**TASK BRIEF:** All of the data below must be repeated exactly.

***** MATERIAL TO PROCESS *****

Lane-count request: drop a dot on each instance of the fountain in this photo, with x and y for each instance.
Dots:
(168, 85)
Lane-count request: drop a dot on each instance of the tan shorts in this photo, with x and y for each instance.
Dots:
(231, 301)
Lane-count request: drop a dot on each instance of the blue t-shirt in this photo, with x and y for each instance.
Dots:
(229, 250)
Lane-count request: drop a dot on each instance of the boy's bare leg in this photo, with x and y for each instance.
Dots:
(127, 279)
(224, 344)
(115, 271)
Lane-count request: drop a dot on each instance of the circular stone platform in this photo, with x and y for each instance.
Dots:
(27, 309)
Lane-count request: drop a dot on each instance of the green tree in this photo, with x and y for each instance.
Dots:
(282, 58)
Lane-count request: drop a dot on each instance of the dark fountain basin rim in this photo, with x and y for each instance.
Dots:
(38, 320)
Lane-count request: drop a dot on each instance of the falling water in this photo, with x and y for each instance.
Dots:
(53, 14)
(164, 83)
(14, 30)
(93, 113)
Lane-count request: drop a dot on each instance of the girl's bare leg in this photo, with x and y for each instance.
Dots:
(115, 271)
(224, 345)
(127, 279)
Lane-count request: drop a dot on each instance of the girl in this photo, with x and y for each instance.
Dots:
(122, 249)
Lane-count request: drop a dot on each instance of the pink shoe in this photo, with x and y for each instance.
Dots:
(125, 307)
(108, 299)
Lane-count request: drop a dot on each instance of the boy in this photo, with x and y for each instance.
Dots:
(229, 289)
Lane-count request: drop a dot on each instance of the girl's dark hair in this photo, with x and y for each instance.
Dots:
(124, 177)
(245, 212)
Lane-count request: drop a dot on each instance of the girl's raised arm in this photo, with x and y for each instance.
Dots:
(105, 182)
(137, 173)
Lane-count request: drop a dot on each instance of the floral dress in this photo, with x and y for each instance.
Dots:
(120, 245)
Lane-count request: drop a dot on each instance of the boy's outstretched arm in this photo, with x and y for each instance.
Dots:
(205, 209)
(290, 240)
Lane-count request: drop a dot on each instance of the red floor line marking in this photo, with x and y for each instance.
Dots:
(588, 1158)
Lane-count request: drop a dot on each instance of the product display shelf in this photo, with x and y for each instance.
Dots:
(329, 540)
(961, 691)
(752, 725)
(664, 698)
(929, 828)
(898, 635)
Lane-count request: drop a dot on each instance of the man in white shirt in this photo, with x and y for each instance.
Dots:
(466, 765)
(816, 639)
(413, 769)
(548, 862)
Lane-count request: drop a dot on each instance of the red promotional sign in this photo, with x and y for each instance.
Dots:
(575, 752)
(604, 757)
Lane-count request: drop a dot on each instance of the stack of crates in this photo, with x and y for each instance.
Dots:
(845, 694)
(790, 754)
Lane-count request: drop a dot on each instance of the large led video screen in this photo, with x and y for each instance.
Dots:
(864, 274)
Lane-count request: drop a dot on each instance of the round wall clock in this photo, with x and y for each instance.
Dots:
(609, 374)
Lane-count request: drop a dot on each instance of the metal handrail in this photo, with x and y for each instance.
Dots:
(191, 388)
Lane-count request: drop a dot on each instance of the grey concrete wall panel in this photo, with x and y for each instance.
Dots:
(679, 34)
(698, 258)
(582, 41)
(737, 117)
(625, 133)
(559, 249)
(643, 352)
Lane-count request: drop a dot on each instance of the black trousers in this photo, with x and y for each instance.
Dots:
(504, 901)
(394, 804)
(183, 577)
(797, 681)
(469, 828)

*****

**FULL ANSWER:**
Lane-count request: drop a dot on each instance of the fountain in this photo, with x and y for each instance.
Dots:
(168, 85)
Lane-count request: drop a dot on each instance of the tan shorts in this photo, with x and y for each instance.
Dots:
(231, 301)
Lane-count request: drop a dot on each instance of the blue t-shirt in this photo, with x and y for each instance.
Dots:
(229, 250)
Lane-count request: drop a dot on each instance of the boy's bare leg in this photo, with x and y for each instance.
Dots:
(127, 279)
(224, 344)
(115, 271)
Lane-count request: drop a dot on each instance of the circular stone platform in this photo, with x and y for each instance.
Dots:
(27, 309)
Lane-count request: drop a dot on each instance of the green tree in this photo, with x and y for each instance.
Dots:
(282, 58)
Lane-count request: drop a dot on each instance of the dark fountain basin rim in this photo, with x and y for each instance.
Dots:
(38, 320)
Lane-count request: drop a dot on each instance of the falling water in this photo, with x and y for each instance.
Dots:
(53, 14)
(164, 83)
(14, 30)
(93, 113)
Lane-count request: drop a dot on each instance of the girl's bare leg in this photo, with x and y for each instance.
Dots:
(115, 271)
(224, 345)
(127, 279)
Lane-count request: drop a dot on each instance of the girl in this photo, with x and y for each instance.
Dots:
(122, 249)
Lane-count request: drop a dot on each instance of the pink shoe in this photo, with x and y for each instance.
Dots:
(125, 307)
(108, 299)
Lane-count request: drop a dot on each instance of the boy in this photo, with x and y for each instance.
Dots:
(229, 289)
Lane-count request: drop a dot on each instance of the girl's dark hair in this photo, with x and y for each instance.
Dots:
(124, 177)
(245, 212)
Lane-count request: drop a dot on each instance of the girl's raised arm in this photo, with x and y for each instance.
Dots:
(105, 182)
(137, 173)
Lane-count request: drop a dot on each instance of the floral dress in this photo, with x and y for each instance.
Dots:
(120, 245)
Lane-count request: drop a dot on each instance of the boy's outstretched arm in this photo, with x and y for each instance.
Dots:
(205, 209)
(290, 240)
Lane-count request: drop a dot on each instance of the red floor line marking in this photo, with x and y for each instance.
Dots:
(588, 1158)
Lane-count request: drop a dot on each instance of the product display shelf in this photo, with x and y for each instance.
Dots:
(329, 540)
(961, 691)
(752, 725)
(664, 698)
(929, 828)
(898, 635)
Lane-count request: drop a dot on each instance of the man in white shirt in this photo, with x and y for each instance.
Dots:
(466, 765)
(816, 639)
(413, 769)
(548, 862)
Lane-count request: drop a dot on each instance of the red promotional sign in this photo, with x and y for each instance.
Dots:
(575, 752)
(604, 757)
Lane-count request: drop a dot on each instance of the stack of crates in this photo, with x and y for each instance.
Dots:
(845, 694)
(790, 754)
Lane-count request: drop a dot on each instance of the large led video screen in this photo, with x and y for each instance.
Dots:
(864, 274)
Lane-count request: drop a dot on each instance of the round wall clock in this photo, with x and y for each instance.
Dots:
(609, 374)
Lane-count request: drop a dot on each instance of the metal handrail in this photo, with x and y for each instance.
Dots:
(191, 388)
Lane-count request: drop a dot on each instance of the grey concrete wall panel in this photo, with x and y for each instance.
Dots:
(679, 34)
(698, 258)
(582, 41)
(737, 117)
(625, 133)
(559, 249)
(643, 352)
Lane-count request: drop a dot on each instance of the black trousers in this photo, with x and y for each instance.
Dots:
(504, 901)
(394, 804)
(183, 577)
(797, 681)
(469, 828)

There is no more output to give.